Set problem ▸ Return every one of the following rows unchanged, character for character.

++++ The data ++++

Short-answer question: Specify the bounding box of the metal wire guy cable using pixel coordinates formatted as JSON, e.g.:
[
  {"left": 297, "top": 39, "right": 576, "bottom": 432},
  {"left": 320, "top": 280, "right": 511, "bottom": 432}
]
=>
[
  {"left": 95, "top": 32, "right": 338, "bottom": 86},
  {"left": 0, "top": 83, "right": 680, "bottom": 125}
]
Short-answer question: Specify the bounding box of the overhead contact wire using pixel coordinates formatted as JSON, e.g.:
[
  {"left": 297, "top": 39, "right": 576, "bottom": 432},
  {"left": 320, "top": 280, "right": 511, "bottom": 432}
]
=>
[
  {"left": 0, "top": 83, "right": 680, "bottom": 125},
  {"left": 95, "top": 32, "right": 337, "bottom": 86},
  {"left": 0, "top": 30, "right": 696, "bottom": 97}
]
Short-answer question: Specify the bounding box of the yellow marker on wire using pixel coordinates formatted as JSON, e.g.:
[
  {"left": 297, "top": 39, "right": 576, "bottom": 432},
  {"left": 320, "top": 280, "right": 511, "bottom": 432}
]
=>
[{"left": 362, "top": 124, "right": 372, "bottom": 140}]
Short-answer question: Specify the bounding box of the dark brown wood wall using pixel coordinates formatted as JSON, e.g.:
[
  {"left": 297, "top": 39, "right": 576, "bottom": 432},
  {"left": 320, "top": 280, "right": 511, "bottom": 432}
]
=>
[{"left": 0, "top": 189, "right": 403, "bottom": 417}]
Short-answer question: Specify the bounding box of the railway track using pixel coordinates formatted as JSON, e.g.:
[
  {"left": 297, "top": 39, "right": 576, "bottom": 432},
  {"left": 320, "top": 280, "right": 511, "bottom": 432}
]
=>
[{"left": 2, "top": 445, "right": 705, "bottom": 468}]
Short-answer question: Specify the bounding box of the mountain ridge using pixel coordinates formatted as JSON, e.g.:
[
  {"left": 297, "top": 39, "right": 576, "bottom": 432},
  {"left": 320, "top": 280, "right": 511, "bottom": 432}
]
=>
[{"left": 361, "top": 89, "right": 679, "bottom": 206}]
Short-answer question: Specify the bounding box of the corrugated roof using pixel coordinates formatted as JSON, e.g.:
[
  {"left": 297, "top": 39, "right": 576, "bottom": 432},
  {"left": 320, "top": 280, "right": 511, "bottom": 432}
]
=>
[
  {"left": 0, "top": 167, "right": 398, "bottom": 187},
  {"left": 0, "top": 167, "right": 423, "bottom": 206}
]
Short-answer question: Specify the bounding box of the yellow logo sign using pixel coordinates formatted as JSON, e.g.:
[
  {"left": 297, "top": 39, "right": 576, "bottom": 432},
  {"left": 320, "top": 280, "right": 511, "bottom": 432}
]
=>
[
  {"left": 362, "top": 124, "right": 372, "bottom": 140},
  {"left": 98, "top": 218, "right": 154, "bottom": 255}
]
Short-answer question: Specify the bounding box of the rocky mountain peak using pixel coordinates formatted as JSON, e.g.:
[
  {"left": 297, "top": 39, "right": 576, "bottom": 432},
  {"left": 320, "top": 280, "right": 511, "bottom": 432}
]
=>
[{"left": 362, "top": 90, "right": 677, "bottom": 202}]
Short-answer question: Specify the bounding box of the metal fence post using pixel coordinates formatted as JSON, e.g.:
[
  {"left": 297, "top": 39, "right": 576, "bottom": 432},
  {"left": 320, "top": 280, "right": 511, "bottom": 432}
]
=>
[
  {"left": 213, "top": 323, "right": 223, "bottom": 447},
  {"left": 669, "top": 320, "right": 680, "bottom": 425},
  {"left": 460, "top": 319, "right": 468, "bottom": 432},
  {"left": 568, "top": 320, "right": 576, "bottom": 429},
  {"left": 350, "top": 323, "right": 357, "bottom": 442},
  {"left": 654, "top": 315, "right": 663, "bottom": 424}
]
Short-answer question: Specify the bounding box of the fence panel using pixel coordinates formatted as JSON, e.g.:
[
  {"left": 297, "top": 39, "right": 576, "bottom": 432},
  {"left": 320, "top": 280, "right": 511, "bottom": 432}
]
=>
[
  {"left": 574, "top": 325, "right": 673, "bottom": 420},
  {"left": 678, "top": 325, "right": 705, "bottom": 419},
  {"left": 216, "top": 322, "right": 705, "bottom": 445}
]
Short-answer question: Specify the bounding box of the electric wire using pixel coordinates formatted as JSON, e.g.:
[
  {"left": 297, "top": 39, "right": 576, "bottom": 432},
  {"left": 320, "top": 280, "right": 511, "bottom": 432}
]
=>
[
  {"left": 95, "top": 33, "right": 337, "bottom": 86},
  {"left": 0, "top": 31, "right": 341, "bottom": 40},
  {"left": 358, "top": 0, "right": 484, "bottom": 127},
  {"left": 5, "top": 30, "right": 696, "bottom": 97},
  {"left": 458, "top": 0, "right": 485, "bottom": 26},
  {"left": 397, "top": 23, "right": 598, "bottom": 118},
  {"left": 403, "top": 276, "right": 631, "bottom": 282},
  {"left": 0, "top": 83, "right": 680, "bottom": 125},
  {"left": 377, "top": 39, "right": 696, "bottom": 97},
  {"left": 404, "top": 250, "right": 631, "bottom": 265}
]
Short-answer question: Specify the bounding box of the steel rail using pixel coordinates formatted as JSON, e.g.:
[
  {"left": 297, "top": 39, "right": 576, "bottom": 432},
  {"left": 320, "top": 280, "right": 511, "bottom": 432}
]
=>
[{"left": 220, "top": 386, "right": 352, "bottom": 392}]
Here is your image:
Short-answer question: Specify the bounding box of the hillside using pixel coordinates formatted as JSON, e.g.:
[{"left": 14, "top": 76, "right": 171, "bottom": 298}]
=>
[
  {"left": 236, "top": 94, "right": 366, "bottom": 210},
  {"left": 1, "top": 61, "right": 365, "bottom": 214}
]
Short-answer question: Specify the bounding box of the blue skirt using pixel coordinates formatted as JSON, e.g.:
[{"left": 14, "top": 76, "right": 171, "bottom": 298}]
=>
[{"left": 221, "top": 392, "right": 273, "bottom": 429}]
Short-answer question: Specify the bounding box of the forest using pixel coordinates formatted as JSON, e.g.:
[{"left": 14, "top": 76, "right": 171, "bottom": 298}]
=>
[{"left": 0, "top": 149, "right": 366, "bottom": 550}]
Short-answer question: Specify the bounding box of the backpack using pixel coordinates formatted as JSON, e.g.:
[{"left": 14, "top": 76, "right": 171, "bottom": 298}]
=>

++++

Answer to the problem ▸
Short-answer question: Specify the bounding box of the metal wire guy cable using pixel coordinates formatted as JSON, e.g.:
[
  {"left": 297, "top": 39, "right": 576, "bottom": 432},
  {"left": 320, "top": 280, "right": 511, "bottom": 432}
]
=>
[
  {"left": 95, "top": 32, "right": 338, "bottom": 86},
  {"left": 0, "top": 83, "right": 680, "bottom": 125}
]
Short-answer question: Specify the bounding box of the overhead contact wire using pixel coordinates formatted as JSON, e.g.:
[
  {"left": 297, "top": 39, "right": 576, "bottom": 432},
  {"left": 320, "top": 280, "right": 511, "bottom": 432}
]
=>
[
  {"left": 0, "top": 83, "right": 680, "bottom": 125},
  {"left": 95, "top": 32, "right": 337, "bottom": 86},
  {"left": 0, "top": 30, "right": 696, "bottom": 97}
]
Short-answer question: Specify the bounding box of the yellow marker on wire using pixel coordinates formatted as JSON, e.g.:
[
  {"left": 297, "top": 39, "right": 576, "bottom": 432},
  {"left": 320, "top": 280, "right": 511, "bottom": 432}
]
=>
[{"left": 362, "top": 124, "right": 372, "bottom": 140}]
Short-answer question: Specify the bounding box of the dark brown wood wall using pixel coordinates formatted as JSON, e.g.:
[
  {"left": 297, "top": 39, "right": 576, "bottom": 432},
  {"left": 320, "top": 280, "right": 511, "bottom": 432}
]
=>
[{"left": 0, "top": 189, "right": 403, "bottom": 417}]
Short-answer question: Specify the bounding box of the railway track using pixel coordinates formatted as JSON, e.g.:
[
  {"left": 297, "top": 39, "right": 576, "bottom": 432},
  {"left": 320, "top": 280, "right": 511, "bottom": 432}
]
=>
[{"left": 2, "top": 445, "right": 705, "bottom": 468}]
Short-answer question: Specify the bounding box of the mountain ridge using pixel coordinates formatted as JSON, e.g.:
[
  {"left": 297, "top": 39, "right": 576, "bottom": 432},
  {"left": 320, "top": 280, "right": 511, "bottom": 432}
]
=>
[{"left": 361, "top": 89, "right": 679, "bottom": 206}]
Short-answer question: Specify the bounding box of the corrugated roof using pixel coordinates formatted as JSON, e.g.:
[
  {"left": 297, "top": 39, "right": 576, "bottom": 432},
  {"left": 320, "top": 280, "right": 511, "bottom": 432}
]
=>
[
  {"left": 0, "top": 167, "right": 398, "bottom": 187},
  {"left": 0, "top": 167, "right": 423, "bottom": 206}
]
Short-answer question: Specify the bounding box of the yellow logo sign using pixel coordinates formatted as JSON, e.g.:
[
  {"left": 297, "top": 39, "right": 576, "bottom": 432},
  {"left": 320, "top": 280, "right": 511, "bottom": 432}
]
=>
[
  {"left": 362, "top": 124, "right": 372, "bottom": 140},
  {"left": 98, "top": 218, "right": 154, "bottom": 255}
]
Short-answer question: Specify the bounding box of the rocky mountain peak using pixel coordinates formatted as JSON, e.g.:
[
  {"left": 297, "top": 39, "right": 576, "bottom": 432},
  {"left": 320, "top": 280, "right": 511, "bottom": 432}
]
=>
[{"left": 362, "top": 90, "right": 677, "bottom": 202}]
Short-answer question: Specify the bounding box of the metal fence post using pixel coordinates formatted as JSON, e.g.:
[
  {"left": 297, "top": 39, "right": 576, "bottom": 432},
  {"left": 320, "top": 280, "right": 511, "bottom": 432}
]
=>
[
  {"left": 213, "top": 323, "right": 223, "bottom": 447},
  {"left": 669, "top": 320, "right": 680, "bottom": 425},
  {"left": 460, "top": 319, "right": 468, "bottom": 432},
  {"left": 568, "top": 320, "right": 576, "bottom": 429},
  {"left": 350, "top": 323, "right": 357, "bottom": 442},
  {"left": 654, "top": 315, "right": 663, "bottom": 424}
]
Short-answer question: Specify the bounding box of the fence panel using pixel coordinates formatted as JSON, e.g.:
[
  {"left": 297, "top": 39, "right": 576, "bottom": 432},
  {"left": 320, "top": 280, "right": 511, "bottom": 432}
]
=>
[
  {"left": 574, "top": 325, "right": 673, "bottom": 420},
  {"left": 678, "top": 325, "right": 705, "bottom": 419},
  {"left": 216, "top": 322, "right": 705, "bottom": 445}
]
Short-answer question: Specify the bounding box of the electric wire using pixel coordinates formatted as JSON, e.g.:
[
  {"left": 297, "top": 39, "right": 576, "bottom": 432},
  {"left": 320, "top": 280, "right": 511, "bottom": 432}
]
=>
[
  {"left": 95, "top": 33, "right": 337, "bottom": 86},
  {"left": 0, "top": 31, "right": 341, "bottom": 40},
  {"left": 358, "top": 0, "right": 484, "bottom": 127},
  {"left": 5, "top": 30, "right": 696, "bottom": 97},
  {"left": 458, "top": 0, "right": 485, "bottom": 26},
  {"left": 397, "top": 23, "right": 598, "bottom": 118},
  {"left": 403, "top": 276, "right": 631, "bottom": 282},
  {"left": 0, "top": 83, "right": 680, "bottom": 125},
  {"left": 377, "top": 39, "right": 696, "bottom": 97},
  {"left": 404, "top": 250, "right": 631, "bottom": 265}
]
Short-answer question: Specify the bounding box of the steel rail using pixel coordinates formatted as JSON, e.g.:
[
  {"left": 297, "top": 39, "right": 576, "bottom": 432},
  {"left": 320, "top": 280, "right": 511, "bottom": 432}
]
=>
[{"left": 220, "top": 386, "right": 352, "bottom": 392}]
Here is your image:
Short-answer question: Specify the bounding box of the hillside using pixel coordinates formatted as JSON, e.g.:
[{"left": 14, "top": 76, "right": 171, "bottom": 298}]
=>
[
  {"left": 236, "top": 94, "right": 366, "bottom": 210},
  {"left": 1, "top": 61, "right": 365, "bottom": 214}
]
Short-answer question: Specify the bounding box of the blue skirt using pixel coordinates formatted as JSON, e.g.:
[{"left": 14, "top": 76, "right": 171, "bottom": 298}]
=>
[{"left": 221, "top": 392, "right": 273, "bottom": 429}]
Short-answer question: Specify the bounding box of the forest using pixel coordinates formatted as JSON, e.g.:
[{"left": 14, "top": 76, "right": 171, "bottom": 298}]
=>
[{"left": 0, "top": 149, "right": 366, "bottom": 550}]
Short-answer question: Specify the bounding box of the backpack using pixel coordinates formatted as JSON, e.g.:
[{"left": 14, "top": 76, "right": 171, "bottom": 298}]
=>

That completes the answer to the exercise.